## [WHAT YOU NEED TO DO]
Convert all the rows below into a JSON list of strings with one string per line, leaving out blank lines.

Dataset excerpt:
** BEGIN **

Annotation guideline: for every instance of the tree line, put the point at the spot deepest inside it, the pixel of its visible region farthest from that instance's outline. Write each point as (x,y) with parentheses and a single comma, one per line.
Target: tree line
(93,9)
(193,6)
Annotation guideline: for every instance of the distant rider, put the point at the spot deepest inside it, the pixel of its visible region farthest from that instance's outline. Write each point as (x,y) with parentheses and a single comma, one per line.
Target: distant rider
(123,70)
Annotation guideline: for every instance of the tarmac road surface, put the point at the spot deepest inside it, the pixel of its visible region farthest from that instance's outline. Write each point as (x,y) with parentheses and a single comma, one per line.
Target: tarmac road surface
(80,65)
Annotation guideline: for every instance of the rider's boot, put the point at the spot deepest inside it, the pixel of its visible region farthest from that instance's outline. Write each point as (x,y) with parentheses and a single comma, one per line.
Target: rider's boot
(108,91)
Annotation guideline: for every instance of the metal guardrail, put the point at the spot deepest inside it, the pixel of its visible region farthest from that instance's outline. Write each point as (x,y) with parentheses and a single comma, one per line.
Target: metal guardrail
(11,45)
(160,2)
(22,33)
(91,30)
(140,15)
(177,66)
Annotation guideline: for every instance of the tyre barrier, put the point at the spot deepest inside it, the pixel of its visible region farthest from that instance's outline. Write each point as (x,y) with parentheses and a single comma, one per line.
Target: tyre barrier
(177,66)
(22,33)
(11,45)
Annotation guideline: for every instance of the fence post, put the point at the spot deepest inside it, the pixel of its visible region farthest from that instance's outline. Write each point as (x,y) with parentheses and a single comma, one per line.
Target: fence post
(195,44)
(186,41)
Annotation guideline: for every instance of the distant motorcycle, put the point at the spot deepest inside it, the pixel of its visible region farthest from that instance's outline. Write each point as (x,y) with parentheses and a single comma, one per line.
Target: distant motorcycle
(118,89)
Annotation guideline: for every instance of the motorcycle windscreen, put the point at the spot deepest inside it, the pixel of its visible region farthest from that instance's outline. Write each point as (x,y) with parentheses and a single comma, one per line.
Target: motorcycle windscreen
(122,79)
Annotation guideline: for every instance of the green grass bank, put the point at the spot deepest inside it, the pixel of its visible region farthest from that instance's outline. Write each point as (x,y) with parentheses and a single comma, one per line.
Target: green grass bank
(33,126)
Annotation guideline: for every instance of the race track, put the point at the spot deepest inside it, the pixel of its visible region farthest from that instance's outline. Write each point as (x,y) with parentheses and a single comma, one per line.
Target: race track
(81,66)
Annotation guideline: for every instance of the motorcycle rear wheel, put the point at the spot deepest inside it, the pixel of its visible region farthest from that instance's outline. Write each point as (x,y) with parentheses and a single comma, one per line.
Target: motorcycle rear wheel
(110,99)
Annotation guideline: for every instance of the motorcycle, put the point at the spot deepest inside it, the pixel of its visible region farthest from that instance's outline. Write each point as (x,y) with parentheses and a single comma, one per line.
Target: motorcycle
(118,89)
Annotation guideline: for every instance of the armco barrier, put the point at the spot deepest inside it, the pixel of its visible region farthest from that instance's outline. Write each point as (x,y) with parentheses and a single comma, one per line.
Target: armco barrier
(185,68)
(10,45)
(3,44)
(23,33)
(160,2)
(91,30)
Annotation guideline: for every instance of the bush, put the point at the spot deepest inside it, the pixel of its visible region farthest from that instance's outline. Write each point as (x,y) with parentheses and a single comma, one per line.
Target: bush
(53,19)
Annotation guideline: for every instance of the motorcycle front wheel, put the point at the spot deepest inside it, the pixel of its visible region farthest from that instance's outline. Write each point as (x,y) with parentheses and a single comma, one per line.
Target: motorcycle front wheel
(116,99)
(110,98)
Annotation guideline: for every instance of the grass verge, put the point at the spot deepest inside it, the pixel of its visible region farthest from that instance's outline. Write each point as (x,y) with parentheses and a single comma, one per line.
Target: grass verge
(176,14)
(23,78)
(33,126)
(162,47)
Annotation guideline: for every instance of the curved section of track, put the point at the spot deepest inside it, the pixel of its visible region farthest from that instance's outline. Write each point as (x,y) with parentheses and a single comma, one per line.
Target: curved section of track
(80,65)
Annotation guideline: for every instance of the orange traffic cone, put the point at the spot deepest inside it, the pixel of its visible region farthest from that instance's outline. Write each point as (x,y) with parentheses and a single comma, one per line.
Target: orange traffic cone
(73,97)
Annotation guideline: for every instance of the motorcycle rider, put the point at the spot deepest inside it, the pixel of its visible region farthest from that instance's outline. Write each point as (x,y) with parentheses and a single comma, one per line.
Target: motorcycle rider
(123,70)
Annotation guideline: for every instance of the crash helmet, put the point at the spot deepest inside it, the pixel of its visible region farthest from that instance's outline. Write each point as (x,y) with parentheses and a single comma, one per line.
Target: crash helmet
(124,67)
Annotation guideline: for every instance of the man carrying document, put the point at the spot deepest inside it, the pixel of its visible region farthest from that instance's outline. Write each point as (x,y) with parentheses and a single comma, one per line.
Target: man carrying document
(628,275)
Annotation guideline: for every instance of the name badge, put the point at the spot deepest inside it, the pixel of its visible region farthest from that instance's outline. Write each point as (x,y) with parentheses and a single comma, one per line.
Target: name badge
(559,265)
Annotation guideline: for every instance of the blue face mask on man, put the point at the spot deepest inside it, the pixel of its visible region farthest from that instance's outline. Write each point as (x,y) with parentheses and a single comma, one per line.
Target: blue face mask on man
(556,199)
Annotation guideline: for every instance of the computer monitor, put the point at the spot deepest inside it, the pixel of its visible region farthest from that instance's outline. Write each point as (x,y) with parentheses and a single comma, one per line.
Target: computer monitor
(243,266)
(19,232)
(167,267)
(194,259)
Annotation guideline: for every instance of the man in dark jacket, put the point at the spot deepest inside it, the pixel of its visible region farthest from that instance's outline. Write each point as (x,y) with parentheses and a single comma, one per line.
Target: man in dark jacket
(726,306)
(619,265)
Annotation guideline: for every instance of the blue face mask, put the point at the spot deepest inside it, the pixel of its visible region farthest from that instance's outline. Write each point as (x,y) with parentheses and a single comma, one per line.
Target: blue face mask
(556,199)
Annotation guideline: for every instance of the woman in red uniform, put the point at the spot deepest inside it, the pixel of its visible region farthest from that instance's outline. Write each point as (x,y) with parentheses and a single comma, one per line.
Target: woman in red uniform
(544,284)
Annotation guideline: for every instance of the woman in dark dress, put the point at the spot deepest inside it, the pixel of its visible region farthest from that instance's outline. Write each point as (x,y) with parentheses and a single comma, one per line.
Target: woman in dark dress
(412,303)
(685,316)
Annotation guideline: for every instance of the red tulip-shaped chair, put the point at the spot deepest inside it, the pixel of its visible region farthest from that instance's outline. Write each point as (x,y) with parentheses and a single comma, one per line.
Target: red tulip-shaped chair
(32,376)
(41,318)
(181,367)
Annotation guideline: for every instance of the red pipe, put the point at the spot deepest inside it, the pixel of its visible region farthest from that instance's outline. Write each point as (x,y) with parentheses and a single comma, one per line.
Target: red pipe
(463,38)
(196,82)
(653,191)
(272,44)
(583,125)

** END **

## [IN RESPONSE]
[
  "Annotation guideline: for every instance of the tree line, put the point at the spot deepest inside it, the pixel of its visible region farthest from that instance's outline. Write each point as (x,y) with parentheses and a single comma, one per line.",
  "Target: tree line",
  "(93,9)",
  "(193,6)",
  "Annotation guideline: for every instance of the distant rider, put the point at the spot deepest inside it, the pixel of its visible region farthest from that instance's outline. Write each point as (x,y) with parentheses and a single comma, one per line.",
  "Target: distant rider",
  "(123,70)",
  "Annotation guideline: for every instance of the tarmac road surface, put the point at the spot deepest inside it, the pixel of its visible region farthest from that instance's outline. Write each point as (x,y) with parentheses and a single comma, one per line.",
  "Target: tarmac road surface",
  "(80,65)",
  "Annotation guideline: for every instance of the rider's boot, put the point at the spot deepest inside it, the pixel of its visible region farthest from that instance's outline. Write each point as (x,y) with parentheses and a single comma, one per line.",
  "Target: rider's boot",
  "(108,91)",
  "Annotation guideline: for every instance of the metal guardrail, put the point at the spot deepest inside it, the pixel of its visible region farthest from that instance's outline. Write each point as (x,y) with parentheses and a single comma, one per line.",
  "Target: metal guardrail",
  "(11,45)",
  "(160,2)",
  "(22,33)",
  "(91,30)",
  "(140,15)",
  "(177,66)",
  "Annotation guideline: for every instance of the tyre barrier, put the point at the spot deepest inside it, the pixel of its visible region farthest from that instance's outline. Write each point as (x,y) with parentheses and a single comma, one per line.",
  "Target: tyre barrier",
  "(177,66)",
  "(22,33)",
  "(11,45)",
  "Annotation guideline: for every instance of the fence post, put the point at the spot deepest inside it, the pixel of its visible region farthest from that instance's outline. Write each point as (x,y) with parentheses and a single comma, one per line.",
  "Target: fence post",
  "(195,44)",
  "(186,41)",
  "Annotation guideline: for every instance of the distant motorcycle, put the point at the spot deepest inside it, the pixel of its visible region farthest from that instance's outline. Write each point as (x,y) with parentheses and a single comma, one per line.",
  "Target: distant motorcycle",
  "(118,89)",
  "Annotation guideline: for every instance of the motorcycle windscreen, put the point at the spot deepest inside it, the pixel of its visible region farthest from that instance's outline. Write each point as (x,y) with parentheses and a single comma, one per line.",
  "Target: motorcycle windscreen",
  "(122,79)",
  "Annotation guideline: for every instance of the green grass bank, put the point at the spot deepest inside it, the pixel of its visible region farthest from that instance's outline. Write each point as (x,y) with parentheses and a single comma, one per line.",
  "Target: green grass bank",
  "(33,126)",
  "Annotation guideline: for every instance of the race track, put the point at the spot deepest inside it, the pixel of its visible region farthest from that instance's outline. Write each point as (x,y) with parentheses and a single comma, one per line.",
  "Target: race track",
  "(81,66)",
  "Annotation guideline: for every instance of the motorcycle rear wheel, put the point at the spot deepest inside it, the pixel of its visible region farthest from that instance's outline. Write each point as (x,y) with parentheses and a single comma, one per line.",
  "Target: motorcycle rear wheel",
  "(110,99)",
  "Annotation guideline: for every instance of the motorcycle, put the point at the spot deepest inside it, the pixel of its visible region farthest from that instance's outline. Write each point as (x,y) with parentheses and a single comma, one per line.",
  "Target: motorcycle",
  "(118,89)",
  "Annotation guideline: for every instance of the armco barrier, put the point at the spot deepest inside it, the pixel of its visible region farthest from that instance's outline. Write each point as (x,y) with parentheses and a single comma, one per line.",
  "Target: armco barrier",
  "(185,68)",
  "(10,45)",
  "(3,44)",
  "(23,33)",
  "(160,2)",
  "(91,30)",
  "Annotation guideline: for every instance of the bush, put the point at the spot deepest inside it, the pixel of its visible region farthest from that instance's outline. Write each point as (x,y) with parentheses and a single comma, one per line.",
  "Target: bush",
  "(53,19)",
  "Annotation guideline: for every instance of the motorcycle front wheel, put the point at the spot deepest inside it, the pixel of its visible region farthest from that instance's outline. Write each point as (x,y) with parentheses and a single comma, one per line.",
  "Target: motorcycle front wheel",
  "(116,99)",
  "(110,98)",
  "Annotation guideline: for every instance of the grass verge, put the point at the spot deepest inside it, the pixel of its visible region farthest from that instance's outline. Write each point as (x,y) with parentheses and a single comma, one per line.",
  "Target: grass verge",
  "(176,14)",
  "(23,78)",
  "(33,126)",
  "(162,47)",
  "Annotation guideline: for every instance of the curved section of track, put the point at the spot deepest inside it, the pixel of its visible region farthest from that instance's outline. Write each point as (x,y) with parentheses and a single comma, one per line.",
  "Target: curved section of track",
  "(80,65)",
  "Annotation guideline: for every instance of the orange traffic cone, put the point at the spot deepest inside it, the pixel of its visible region farthest from that instance's outline. Write each point as (x,y) with parentheses and a single comma, one per line.",
  "Target: orange traffic cone",
  "(73,97)",
  "Annotation guideline: for every instance of the motorcycle rider, put the point at the spot deepest inside it, the pixel of its visible region farthest from that instance's outline. Write each point as (x,y) with parentheses and a single comma, one per line.",
  "Target: motorcycle rider",
  "(123,70)",
  "Annotation guideline: for every instance of the crash helmet, put the point at the spot deepest inside it, the pixel of its visible region farthest from that instance's outline. Write each point as (x,y) with parentheses and a single comma, one per line.",
  "Target: crash helmet",
  "(124,67)",
  "Annotation guideline: for every instance of the man carrying document, put the point at the spot deepest inside it, the pixel of its visible region farthest from that instance's outline. Write each point as (x,y) with parentheses and a single comma, one per line.",
  "Target: man carrying document",
  "(628,275)",
  "Annotation guideline: for every instance of the name badge, put the point at the spot deepest inside it, the pixel of its visible region farthest from that instance's outline. Write each point as (x,y) with parentheses and a single comma, one per line.",
  "Target: name badge",
  "(559,265)",
  "Annotation guideline: for every instance of the blue face mask on man, put the point at the spot deepest inside it, the pixel of its visible region farthest from that instance's outline. Write each point as (x,y) with parentheses and a single comma, one per line.",
  "Target: blue face mask on man",
  "(556,199)",
  "Annotation guideline: for every instance of the computer monitor, put the point at the spot deepest inside it, the pixel of its visible region farthest from that instance's outline. Write each point as (x,y) with parentheses and a single comma, one per line.",
  "Target: computer monitor",
  "(243,266)",
  "(19,232)",
  "(167,267)",
  "(194,259)",
  "Annotation guideline: for every instance of the man in dark jacket, put the point at the spot deepest inside it, the pixel of its visible region farthest from that instance's outline. Write each point as (x,y) with parentheses and a single comma, one per line.",
  "Target: man in dark jacket",
  "(726,306)",
  "(619,265)",
  "Annotation guideline: for every instance of the blue face mask, put the point at the spot deepest inside it, the pixel of its visible region farthest from that instance's outline. Write each point as (x,y) with parentheses and a single comma, one per line.",
  "Target: blue face mask",
  "(556,199)",
  "Annotation guideline: for every instance of the woman in red uniform, put the point at the spot deepest inside it, the pixel of its visible region farthest from that instance's outline. Write each point as (x,y) with parentheses and a single comma, one per line.",
  "Target: woman in red uniform",
  "(544,284)",
  "Annotation guideline: for every instance of the woman in dark dress, put the point at the spot deepest inside it, the pixel of its visible region farthest from that instance's outline. Write each point as (x,y) with parentheses and a single comma, one per line.",
  "Target: woman in dark dress",
  "(412,303)",
  "(685,316)",
  "Annotation guideline: for every instance of the red tulip-shaped chair, put the point at the spot deepest inside it, the pixel of its visible region farthest from that instance's outline. Write each point as (x,y) with parentheses and a single comma, one per line.",
  "Target: red tulip-shaped chair",
  "(32,376)",
  "(41,318)",
  "(181,367)",
  "Annotation guideline: for every instance of the red pipe, put the point at the spot deepest inside it, the pixel of its visible region farthest from that instance's outline. Write each point as (x,y) with parentheses and a single comma, one per line.",
  "Target: red pipe",
  "(463,38)",
  "(196,82)",
  "(653,191)",
  "(272,44)",
  "(583,125)"
]